**RECORDS FOR PROCESSING:**

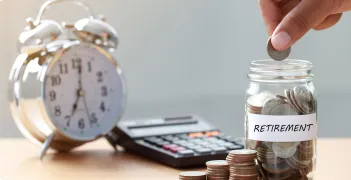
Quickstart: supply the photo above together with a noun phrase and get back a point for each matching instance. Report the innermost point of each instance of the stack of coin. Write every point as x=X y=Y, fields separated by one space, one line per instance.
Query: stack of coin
x=278 y=160
x=217 y=170
x=242 y=164
x=192 y=175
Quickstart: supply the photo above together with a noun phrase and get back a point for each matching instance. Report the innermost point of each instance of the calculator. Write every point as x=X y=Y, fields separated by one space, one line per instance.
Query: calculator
x=179 y=142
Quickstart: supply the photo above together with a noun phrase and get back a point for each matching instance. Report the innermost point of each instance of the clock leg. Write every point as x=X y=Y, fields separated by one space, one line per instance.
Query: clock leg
x=46 y=145
x=112 y=139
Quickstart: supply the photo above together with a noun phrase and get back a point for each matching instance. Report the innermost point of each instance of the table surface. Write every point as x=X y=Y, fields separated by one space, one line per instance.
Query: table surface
x=19 y=160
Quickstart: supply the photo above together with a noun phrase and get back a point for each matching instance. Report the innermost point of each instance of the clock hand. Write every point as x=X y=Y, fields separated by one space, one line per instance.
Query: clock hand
x=86 y=108
x=79 y=91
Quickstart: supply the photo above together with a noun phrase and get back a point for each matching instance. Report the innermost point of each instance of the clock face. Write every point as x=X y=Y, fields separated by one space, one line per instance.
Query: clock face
x=83 y=93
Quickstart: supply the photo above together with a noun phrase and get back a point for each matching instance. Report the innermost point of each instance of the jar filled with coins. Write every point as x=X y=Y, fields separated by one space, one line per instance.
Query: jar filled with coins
x=281 y=120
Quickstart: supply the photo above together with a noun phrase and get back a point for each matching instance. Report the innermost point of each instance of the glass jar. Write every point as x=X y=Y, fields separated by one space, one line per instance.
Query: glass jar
x=281 y=120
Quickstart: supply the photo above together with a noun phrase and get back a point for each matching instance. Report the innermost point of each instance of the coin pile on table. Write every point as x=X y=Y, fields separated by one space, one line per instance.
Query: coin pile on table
x=283 y=160
x=192 y=175
x=242 y=164
x=217 y=170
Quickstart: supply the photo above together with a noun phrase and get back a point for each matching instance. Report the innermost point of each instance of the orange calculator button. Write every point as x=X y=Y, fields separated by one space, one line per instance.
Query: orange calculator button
x=213 y=133
x=196 y=135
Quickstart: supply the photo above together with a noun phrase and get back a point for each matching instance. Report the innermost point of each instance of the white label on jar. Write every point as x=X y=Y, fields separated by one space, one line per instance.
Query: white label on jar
x=282 y=128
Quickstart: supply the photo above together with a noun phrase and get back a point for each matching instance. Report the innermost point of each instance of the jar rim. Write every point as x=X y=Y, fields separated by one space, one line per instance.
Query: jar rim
x=286 y=70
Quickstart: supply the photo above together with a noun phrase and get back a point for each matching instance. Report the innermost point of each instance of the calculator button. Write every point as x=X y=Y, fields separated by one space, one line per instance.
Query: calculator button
x=188 y=145
x=220 y=142
x=219 y=150
x=213 y=133
x=180 y=142
x=204 y=143
x=183 y=136
x=197 y=141
x=195 y=147
x=203 y=151
x=169 y=146
x=227 y=144
x=196 y=135
x=162 y=143
x=186 y=152
x=176 y=149
x=211 y=139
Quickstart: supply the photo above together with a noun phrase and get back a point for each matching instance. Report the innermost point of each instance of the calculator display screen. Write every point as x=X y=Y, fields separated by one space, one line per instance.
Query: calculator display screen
x=141 y=131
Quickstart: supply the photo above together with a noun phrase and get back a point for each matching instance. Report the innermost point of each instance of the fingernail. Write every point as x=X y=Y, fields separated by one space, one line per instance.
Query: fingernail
x=281 y=41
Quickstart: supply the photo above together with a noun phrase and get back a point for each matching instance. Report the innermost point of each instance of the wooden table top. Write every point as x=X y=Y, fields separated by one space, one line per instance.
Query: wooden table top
x=19 y=160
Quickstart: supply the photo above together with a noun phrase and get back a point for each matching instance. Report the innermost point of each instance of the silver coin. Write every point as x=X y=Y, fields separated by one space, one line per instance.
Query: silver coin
x=303 y=98
x=288 y=144
x=259 y=99
x=283 y=109
x=276 y=168
x=275 y=54
x=289 y=93
x=272 y=104
x=253 y=144
x=283 y=152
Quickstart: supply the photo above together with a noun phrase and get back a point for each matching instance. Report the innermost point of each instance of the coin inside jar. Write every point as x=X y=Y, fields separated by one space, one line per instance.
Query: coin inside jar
x=275 y=54
x=283 y=152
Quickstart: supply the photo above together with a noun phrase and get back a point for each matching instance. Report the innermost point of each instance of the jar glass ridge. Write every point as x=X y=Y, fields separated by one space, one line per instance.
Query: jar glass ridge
x=281 y=118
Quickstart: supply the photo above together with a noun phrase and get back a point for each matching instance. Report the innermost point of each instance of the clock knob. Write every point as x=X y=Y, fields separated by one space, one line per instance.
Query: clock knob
x=97 y=32
x=42 y=33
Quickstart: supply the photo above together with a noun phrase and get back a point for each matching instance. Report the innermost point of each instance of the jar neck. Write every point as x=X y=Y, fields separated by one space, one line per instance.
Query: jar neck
x=287 y=71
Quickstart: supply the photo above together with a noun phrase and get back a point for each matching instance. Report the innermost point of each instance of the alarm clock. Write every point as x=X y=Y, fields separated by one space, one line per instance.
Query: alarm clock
x=65 y=87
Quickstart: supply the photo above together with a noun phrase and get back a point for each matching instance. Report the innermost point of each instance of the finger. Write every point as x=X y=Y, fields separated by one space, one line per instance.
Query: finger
x=271 y=14
x=328 y=22
x=298 y=21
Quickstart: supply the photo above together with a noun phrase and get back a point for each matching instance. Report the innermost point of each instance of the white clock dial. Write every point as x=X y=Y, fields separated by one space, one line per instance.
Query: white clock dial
x=83 y=93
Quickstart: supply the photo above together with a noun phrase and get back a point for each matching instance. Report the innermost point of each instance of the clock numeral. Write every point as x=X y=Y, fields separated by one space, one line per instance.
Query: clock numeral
x=68 y=120
x=104 y=91
x=102 y=106
x=89 y=66
x=76 y=62
x=52 y=95
x=57 y=110
x=99 y=75
x=63 y=68
x=81 y=124
x=93 y=118
x=56 y=80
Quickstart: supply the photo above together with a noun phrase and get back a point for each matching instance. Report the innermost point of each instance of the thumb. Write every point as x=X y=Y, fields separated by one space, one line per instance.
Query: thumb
x=298 y=22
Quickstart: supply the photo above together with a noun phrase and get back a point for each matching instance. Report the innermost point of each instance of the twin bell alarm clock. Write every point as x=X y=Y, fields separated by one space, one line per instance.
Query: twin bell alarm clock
x=66 y=89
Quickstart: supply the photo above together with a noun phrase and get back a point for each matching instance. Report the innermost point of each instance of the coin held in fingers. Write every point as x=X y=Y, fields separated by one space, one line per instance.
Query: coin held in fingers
x=275 y=54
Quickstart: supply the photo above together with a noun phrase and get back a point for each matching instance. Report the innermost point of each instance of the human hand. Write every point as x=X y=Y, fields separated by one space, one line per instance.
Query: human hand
x=288 y=20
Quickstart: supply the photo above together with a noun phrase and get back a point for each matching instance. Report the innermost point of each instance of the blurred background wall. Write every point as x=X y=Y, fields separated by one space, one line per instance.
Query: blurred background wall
x=192 y=56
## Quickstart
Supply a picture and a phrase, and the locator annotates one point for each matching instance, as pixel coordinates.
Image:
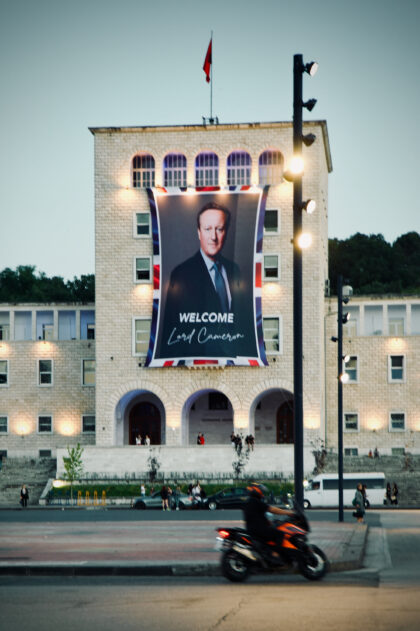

**DESCRIPTION OF THE TASK:**
Leave the pictures out and print every record exactly.

**OUTPUT:**
Quickstart: supply the photo above together with a noun phrase and get back a point for each matching instance. Report the innermost point of each instance of the stack of coin. Write every point as x=X y=Y, fields separated by one space, one line per instance.
Query: stack of coin
x=278 y=160
x=217 y=170
x=242 y=164
x=192 y=175
Quickstart: supply the photo above together with a noun phrase and get back a point for each matching instance. Report the innermost point of each instance of the calculator. Write every point as x=X y=Y, fields separated by one space, one line per instance.
Query: calculator
x=179 y=142
Quickstart: supply the photo above together with a noun phrase and get back a point for each matching instance. Report the innermost point of each instance of the clock leg. Write every point as x=X y=Y, fields separated by one space, one line per instance.
Query: clock leg
x=46 y=145
x=112 y=139
Quickstart: supply the photo above together with a noun phrase and get back a point for each matching instance. Report the innermost point of each instance of the table surface. Write every point as x=X y=Y, fields separated by one space, one line per instance.
Query: table surface
x=19 y=160
Quickstart: supply the photo above together with a noun phrase and get back a point for each matching instance. Report the innermost point of each instance of the clock hand. Write every point as x=X y=Y, fields separated by one space, one line per instance.
Query: clock hand
x=86 y=108
x=79 y=91
Quickstart: supply the photo above together with a noun phrase and get back a point for each matching instance. Report the innermost point of each instance of the clock face. Write every point as x=X y=Y, fields separated by one space, one line per instance.
Query: clock face
x=83 y=93
Quickstart: supply the photo above together with a noun phrase and get back a point for each matching instance. Report the innermost point of each instance of the jar filled with coins. Write every point as x=X y=Y, fields separated by one space, one line per instance.
Query: jar filled with coins
x=281 y=120
Quickstart: supply the photo above together with a noun phrase and get back a point for each matching instance. Report the innermost point of each instance of the glass jar. Write every point as x=X y=Y, fields separated by one space, one line per instance.
Query: glass jar
x=281 y=120
Quickstart: supply the photo above together with a noun phrase and get back a point for each matching instance. Report the innermost point of each instance of the coin pile on table. Write every point as x=X y=Y, fields separated by one space, one line per instance.
Query: coin pile on table
x=283 y=160
x=192 y=175
x=242 y=164
x=217 y=170
Quickstart: supply the photo above together with a noun phrase and get back a point for each matching instance. Report the innermost point of each instance of the orange calculator button. Write every point as x=X y=Y, fields separated by one space, one line per instance.
Query: orange calculator button
x=213 y=133
x=196 y=135
Quickstart: supply the photo above together with a noun phrase and get back a point for each matching instance. Report the innermost point of each instance of the white label on jar. Write every point as x=X y=Y, fields separated by one space, one line per instance.
Query: white label on jar
x=282 y=128
Quickstart: supply the photo above together with a noun phrase and get back a point for each matching instance. Report the innermost point of each instance of the jar rim. Write every point as x=X y=Y, fields separated by one space, one line per instance.
Query: jar rim
x=286 y=70
Quickstart: supply the photo above together with a noun phrase and get back a point for each matching instance. Report the innermost point of each instance of the calculator button. Write every point as x=X y=Y, fields separated by one space, one line per instance.
Query: calculator button
x=188 y=145
x=220 y=142
x=219 y=150
x=213 y=133
x=180 y=142
x=204 y=143
x=183 y=136
x=197 y=141
x=195 y=147
x=203 y=151
x=169 y=146
x=227 y=144
x=196 y=135
x=162 y=143
x=186 y=152
x=176 y=149
x=211 y=139
Quickstart: supply the photo above together with a noun phrase and get back a point for each matching instance. Report the innermost point of each instance of the calculator display screen. Write every point as x=X y=Y, fields separated by one space, one line per instance.
Query: calculator display screen
x=141 y=131
Quickstart: supply the photo above together with a noun phrase and get back a point for each matching instance. Report the innermost point of each instance of the fingernail. Write every point as x=X y=Y, fields separated by one space, one line per instance.
Query: fingernail
x=281 y=41
Quickstart: supply the photo above together with a noun phrase and get back a point for each matching instance. Report the innermost point of each instance of the wooden table top. Write every point as x=X y=Y, fields separated by one space, one line per instance.
Query: wooden table top
x=19 y=160
Quickstart: supply the photo above together with a noun phrase and get back a point for each matching instance. Report the innermost point of each instance of the silver coin. Write every point as x=X y=Y, fields separated by one space, one line per instance.
Query: silver coin
x=303 y=98
x=288 y=144
x=259 y=99
x=283 y=109
x=276 y=168
x=275 y=54
x=289 y=93
x=272 y=104
x=253 y=144
x=283 y=152
Quickstart: supply the photo above together with a noun phrase and get back a point for each matching instance. Report the innermost point of each instance of the coin inside jar. Write every point as x=X y=Y, fields separated by one space, one line per instance.
Query: coin inside jar
x=275 y=54
x=283 y=152
Quickstart: supply the photo above together with a noun phrase and get back a point for each matching instance. Report the innermost point of each instance of the jar glass ridge. Write every point as x=X y=Y, fields separated by one space, one line per instance.
Query: jar glass ridge
x=281 y=118
Quickstart: supply the photo above together with a noun phrase and get back a point for each matching instance. Report the innermost point of each instance of the clock knob. Write every point as x=X y=Y, fields separated by one space, one line per instance.
Query: clock knob
x=97 y=32
x=42 y=33
Quickstart: supply the photo above together with a noun phrase and get back a point for each matching instance. Report the innermost point of each instance of the jar neck. Write every point as x=X y=Y, fields separated by one space, one line per instance.
Query: jar neck
x=287 y=71
Quickstart: supply the photo above together with a noun phrase and get back a point for each matching instance. Report the innermost point of each instance of the alarm clock. Write every point as x=X y=Y, fields separated by one space, one line per instance.
Query: alarm clock
x=65 y=87
Quickstart: supply the photo above together with a noun phrase and get back a point for each matching instance. Report the innermost point of each instance of the finger. Write every point as x=X y=Y, fields separated by one space, one line per instance.
Query: finger
x=271 y=14
x=328 y=22
x=298 y=21
Quickstart: supply the photo above together with a noun phrase and get back a point for each matching instance. Report the innermost point of each instance of the white clock dial. Write every point as x=X y=Y, fields separated by one space, one line per instance.
Query: white clock dial
x=83 y=93
Quickstart: supply the photo above together with a noun phrase and get back a point for each matching instance. Report the innermost point of each instance of the clock numeral. Write every point as x=X y=Y, fields separated by one space, one line per instance.
Query: clock numeral
x=68 y=120
x=104 y=91
x=102 y=106
x=89 y=66
x=76 y=62
x=52 y=95
x=57 y=110
x=99 y=75
x=63 y=68
x=81 y=124
x=93 y=118
x=56 y=80
Quickstart: supply the photo above together with a noun phrase and get back a point for each matching instance. Report the innermost point of each instance of the thumb. Write every point as x=X y=Y, fields separated by one space, one line per instance.
Query: thumb
x=298 y=22
Quickstart: supply the photo above together with a noun phrase and get back a point for each matching instance. Report the innermost point of each instance of the twin bell alarm clock. Write every point as x=X y=Y, fields separated by one space, one line per instance.
Query: twin bell alarm clock
x=66 y=89
Quickstart: supply the photo above together with a noun phrase and get back a point for each matching instance. Report the innermost point of each instance of the coin held in fingers. Write every point as x=X y=Y, fields separated by one space, one line per instance.
Query: coin held in fingers
x=275 y=54
Quickstart: supply the photo above together with a noun phrase and get back a point for each matching instance. Report the innermost point of each instance of the human hand. Write every point as x=X y=Y, fields separated by one space, one line per instance.
Query: human hand
x=288 y=20
Quickstart: supply the photo above together with a noun phrase and get back a point for each matching instance. Report the innermost point of each instance of the blurred background wall. Write every point as x=X y=Y, fields separated by one space, one line per instance.
Query: blurred background wall
x=192 y=56
## Quickstart
Supply a picture and a phrase, and the locator annotates one point for each matching instance, as pixel coordinates.
Image:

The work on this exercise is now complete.